STATED TASK: Would you restate all the data that follows, word for word?

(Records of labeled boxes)
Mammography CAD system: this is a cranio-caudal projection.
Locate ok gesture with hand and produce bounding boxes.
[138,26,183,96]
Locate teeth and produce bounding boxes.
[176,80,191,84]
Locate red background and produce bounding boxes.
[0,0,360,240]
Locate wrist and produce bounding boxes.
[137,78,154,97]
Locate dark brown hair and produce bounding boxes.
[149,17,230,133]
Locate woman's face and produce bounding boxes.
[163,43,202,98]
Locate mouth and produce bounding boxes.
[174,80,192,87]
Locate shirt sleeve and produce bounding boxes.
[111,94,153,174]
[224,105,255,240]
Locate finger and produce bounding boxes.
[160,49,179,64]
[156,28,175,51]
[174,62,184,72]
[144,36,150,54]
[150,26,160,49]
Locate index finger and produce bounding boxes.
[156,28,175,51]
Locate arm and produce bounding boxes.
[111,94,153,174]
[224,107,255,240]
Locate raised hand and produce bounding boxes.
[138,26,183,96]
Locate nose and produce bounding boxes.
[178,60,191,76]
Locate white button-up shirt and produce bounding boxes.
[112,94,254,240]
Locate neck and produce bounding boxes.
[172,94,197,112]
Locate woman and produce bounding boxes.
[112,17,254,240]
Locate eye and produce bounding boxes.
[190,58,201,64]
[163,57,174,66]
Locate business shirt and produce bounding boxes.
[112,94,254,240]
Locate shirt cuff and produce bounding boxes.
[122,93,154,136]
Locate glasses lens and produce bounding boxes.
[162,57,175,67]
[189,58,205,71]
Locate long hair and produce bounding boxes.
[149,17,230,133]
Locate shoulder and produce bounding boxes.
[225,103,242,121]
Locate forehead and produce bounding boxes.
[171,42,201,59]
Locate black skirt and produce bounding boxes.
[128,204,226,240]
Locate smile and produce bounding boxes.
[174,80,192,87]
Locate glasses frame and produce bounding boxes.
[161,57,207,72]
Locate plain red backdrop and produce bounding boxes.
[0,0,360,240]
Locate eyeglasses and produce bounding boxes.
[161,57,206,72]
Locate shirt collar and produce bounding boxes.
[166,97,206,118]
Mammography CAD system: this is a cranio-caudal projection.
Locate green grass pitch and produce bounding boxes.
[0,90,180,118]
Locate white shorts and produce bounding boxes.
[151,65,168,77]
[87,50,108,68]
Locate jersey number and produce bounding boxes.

REPLY:
Mammography CAD system: this is a cranio-caudal projection.
Locate ok gesture with hand and produce bounding boxes.
[138,26,183,96]
Locate teeth and produce bounding boxes.
[176,80,191,84]
Locate red background and produce bounding boxes.
[0,0,360,240]
Locate wrist and produce bounding boxes.
[137,78,154,97]
Locate dark brown hair and produce bounding boxes.
[149,17,230,133]
Locate woman's face and produce bounding boxes.
[163,43,202,98]
Locate mouth and produce bounding boxes.
[174,80,192,87]
Locate shirt sleeve and produce bounding boxes.
[111,94,153,174]
[224,105,255,240]
Locate finger and produce bounding boxes.
[160,49,179,64]
[156,28,175,51]
[174,62,184,72]
[144,36,150,54]
[150,26,160,49]
Locate index finger and produce bounding boxes.
[156,28,175,51]
Locate arm and produce bounding boxes.
[111,94,153,174]
[224,107,255,240]
Locate raised hand and produce bounding boxes.
[138,26,183,96]
Locate nose and produce bounding boxes.
[178,60,191,76]
Locate white button-up shirt and produce bounding boxes.
[112,94,254,240]
Locate neck and produce bounding boxes.
[172,94,197,112]
Locate woman and produce bounding boxes.
[112,17,254,240]
Locate eye and produce bounding boxes.
[190,58,201,64]
[163,57,174,66]
Locate business shirt and produce bounding boxes.
[112,94,254,240]
Locate shirt cuff and produce bounding boxes.
[122,93,154,136]
Locate glasses lens and produce bounding boxes.
[162,57,175,67]
[189,58,205,71]
Locate long hair and produce bounding boxes.
[149,17,230,133]
Locate shoulder and produce bounding boxes.
[225,103,242,121]
Locate forehead and produce bounding boxes.
[171,42,201,59]
Locate black skirt and produce bounding boxes.
[128,204,226,240]
Locate smile and produce bounding boxes.
[174,80,192,87]
Locate glasses frame and produce bounding boxes.
[161,57,207,72]
Locate plain red backdrop and produce bounding boxes.
[0,0,360,240]
Locate eyeglasses and produce bounding boxes.
[161,57,206,72]
Locate shirt collar and produce bounding boxes.
[166,97,206,118]
Mammography CAD system: this is a cranio-caudal projection.
Locate green grass pitch and produce bounding boxes.
[0,90,180,118]
Locate white shorts and produce bounding boxes.
[151,65,168,77]
[87,50,108,68]
Locate jersey number and produce bounding boxes.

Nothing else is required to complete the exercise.